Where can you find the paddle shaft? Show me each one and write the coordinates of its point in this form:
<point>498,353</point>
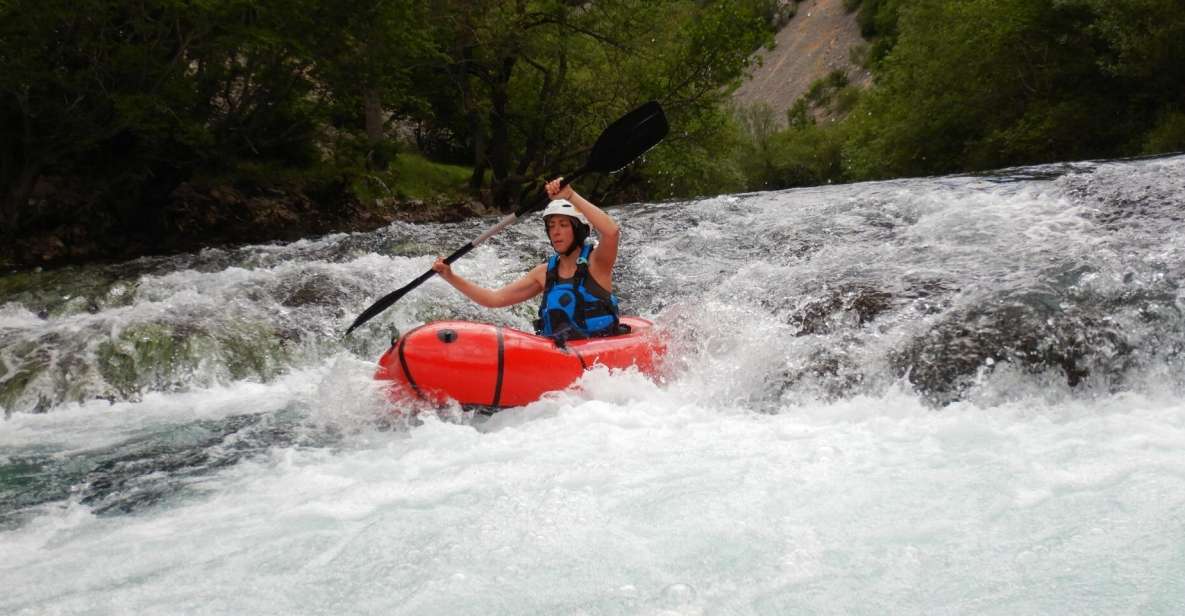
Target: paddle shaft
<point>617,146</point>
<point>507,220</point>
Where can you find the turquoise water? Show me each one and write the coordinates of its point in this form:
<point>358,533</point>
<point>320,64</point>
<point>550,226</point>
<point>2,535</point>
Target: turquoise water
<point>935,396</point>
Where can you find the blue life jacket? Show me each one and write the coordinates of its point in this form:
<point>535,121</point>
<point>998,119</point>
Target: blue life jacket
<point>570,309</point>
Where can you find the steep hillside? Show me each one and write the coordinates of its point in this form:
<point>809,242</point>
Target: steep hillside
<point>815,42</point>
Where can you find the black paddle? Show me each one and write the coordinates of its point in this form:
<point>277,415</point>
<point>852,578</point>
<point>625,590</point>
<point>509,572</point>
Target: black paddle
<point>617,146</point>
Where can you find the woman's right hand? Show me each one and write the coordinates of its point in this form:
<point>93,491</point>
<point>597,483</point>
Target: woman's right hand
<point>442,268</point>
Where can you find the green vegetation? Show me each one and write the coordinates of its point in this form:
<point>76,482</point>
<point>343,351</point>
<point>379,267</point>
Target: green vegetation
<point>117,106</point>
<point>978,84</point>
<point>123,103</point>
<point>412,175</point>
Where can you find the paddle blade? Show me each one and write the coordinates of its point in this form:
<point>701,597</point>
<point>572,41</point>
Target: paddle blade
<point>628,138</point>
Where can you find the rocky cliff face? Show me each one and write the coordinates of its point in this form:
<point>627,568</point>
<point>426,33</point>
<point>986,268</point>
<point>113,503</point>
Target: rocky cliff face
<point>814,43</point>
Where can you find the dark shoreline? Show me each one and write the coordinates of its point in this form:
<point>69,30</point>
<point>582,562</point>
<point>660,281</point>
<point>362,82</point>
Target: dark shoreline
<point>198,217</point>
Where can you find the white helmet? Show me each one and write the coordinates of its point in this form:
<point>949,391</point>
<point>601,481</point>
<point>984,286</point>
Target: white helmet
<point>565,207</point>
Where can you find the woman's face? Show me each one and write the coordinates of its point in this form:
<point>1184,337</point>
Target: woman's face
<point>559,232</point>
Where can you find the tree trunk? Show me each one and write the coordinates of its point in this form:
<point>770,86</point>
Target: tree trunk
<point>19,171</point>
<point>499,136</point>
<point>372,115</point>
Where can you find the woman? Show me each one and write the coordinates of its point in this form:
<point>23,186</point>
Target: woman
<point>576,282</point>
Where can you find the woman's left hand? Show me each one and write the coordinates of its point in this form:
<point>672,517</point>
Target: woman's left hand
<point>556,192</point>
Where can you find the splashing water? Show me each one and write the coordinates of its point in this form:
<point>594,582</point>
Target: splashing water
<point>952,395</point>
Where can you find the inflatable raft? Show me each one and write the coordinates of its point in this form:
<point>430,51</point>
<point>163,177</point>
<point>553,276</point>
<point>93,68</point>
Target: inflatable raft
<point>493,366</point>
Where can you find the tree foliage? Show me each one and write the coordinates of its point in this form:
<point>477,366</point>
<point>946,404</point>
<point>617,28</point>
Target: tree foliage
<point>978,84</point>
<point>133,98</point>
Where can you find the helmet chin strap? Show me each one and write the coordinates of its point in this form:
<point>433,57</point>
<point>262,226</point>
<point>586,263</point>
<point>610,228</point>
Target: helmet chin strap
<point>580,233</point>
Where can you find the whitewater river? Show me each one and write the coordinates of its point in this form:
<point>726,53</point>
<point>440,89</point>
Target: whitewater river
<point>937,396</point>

Short problem:
Please rewrite all of the entries above, changing every "Show me each one" to "Point out each one" and leaving everything else as it is. Omit the pictures from your answer.

Result:
Where can you find the paddle shaft? Point out each one and write the coordinates of its point in this form:
<point>498,353</point>
Target: paddle shaft
<point>617,146</point>
<point>507,220</point>
Where can you find the turquoise water? Point out each one and write the coordinates of its point in this form:
<point>358,533</point>
<point>320,64</point>
<point>550,226</point>
<point>2,535</point>
Target: turquoise water
<point>935,396</point>
Where can you find the blue life jacket? Point out each one and write the coordinates of its point in this form:
<point>535,121</point>
<point>998,119</point>
Target: blue life jacket
<point>570,309</point>
Where can you find the steep hillside? Point out each one and write the coordinates of its point in this form:
<point>809,242</point>
Target: steep hillside
<point>815,42</point>
Where can you find the black paddle? Point out each one and write the coordinates of its point in this form:
<point>277,415</point>
<point>852,578</point>
<point>625,590</point>
<point>509,572</point>
Target: black paddle
<point>617,146</point>
Where can you find the woman's right hand? Point out each one and write the coordinates of its point in this form:
<point>93,491</point>
<point>597,483</point>
Target: woman's right hand
<point>442,268</point>
Where can you find the green vegetation? Point out each one and write the coordinates of its point in this form:
<point>76,482</point>
<point>343,351</point>
<point>379,267</point>
Target: green vegetation
<point>117,106</point>
<point>978,84</point>
<point>123,103</point>
<point>412,175</point>
Where can you find the paddle blade? Point out each one and write the coordinates of its point in this form:
<point>701,597</point>
<point>572,41</point>
Target: paddle blade
<point>628,138</point>
Where can you find the rocky cliff face? Point out each one and write the coordinates of its point in this form:
<point>627,568</point>
<point>426,33</point>
<point>986,268</point>
<point>113,503</point>
Target: rocky cliff face
<point>814,43</point>
Where can you find the dark shoreline? Point out each one and write the coordinates of its point in this form:
<point>69,30</point>
<point>582,562</point>
<point>660,281</point>
<point>362,82</point>
Target: dark shoreline
<point>198,217</point>
Where can you find the white helmet? Point out each one and write the coordinates of its point in this form:
<point>949,391</point>
<point>601,481</point>
<point>984,286</point>
Target: white helmet
<point>565,207</point>
Where can you find the woman's face? Point out each one and write the coordinates of its point in this form:
<point>1184,337</point>
Target: woman's face
<point>559,232</point>
Where can you find the tree trunk? Point out each one and write the coordinates of its point in this form:
<point>770,86</point>
Target: tree trunk
<point>19,171</point>
<point>499,136</point>
<point>372,115</point>
Where can you find the woman? Point out each one and write the coordinates of its point in this form:
<point>23,186</point>
Target: woman
<point>576,282</point>
Where can you find the woman's left hand? Point out each one and write the coordinates of its point in this form:
<point>672,517</point>
Target: woman's left hand
<point>556,192</point>
Where can you find the splashing water? Point out each one and write the coordinates of its point in this form:
<point>594,582</point>
Target: splashing water
<point>952,395</point>
Where can you find the inflatable raft? Point out each one and write the coordinates of its point in this form:
<point>430,51</point>
<point>163,177</point>
<point>553,276</point>
<point>93,68</point>
Target: inflatable raft
<point>493,366</point>
Where can you find the tree foliage? Point out each one and write the coordinates of its point in this form:
<point>477,366</point>
<point>946,404</point>
<point>617,28</point>
Target: tree foliage
<point>978,84</point>
<point>133,98</point>
Where can you find the helmet chin strap? Point out each one and write the coordinates of its point in this form:
<point>433,57</point>
<point>262,226</point>
<point>586,263</point>
<point>610,228</point>
Target: helmet chin strap
<point>580,233</point>
Where can you find the whitewater river? Point out each one and write the coordinates of its point in this form:
<point>726,53</point>
<point>440,89</point>
Target: whitewater river
<point>937,396</point>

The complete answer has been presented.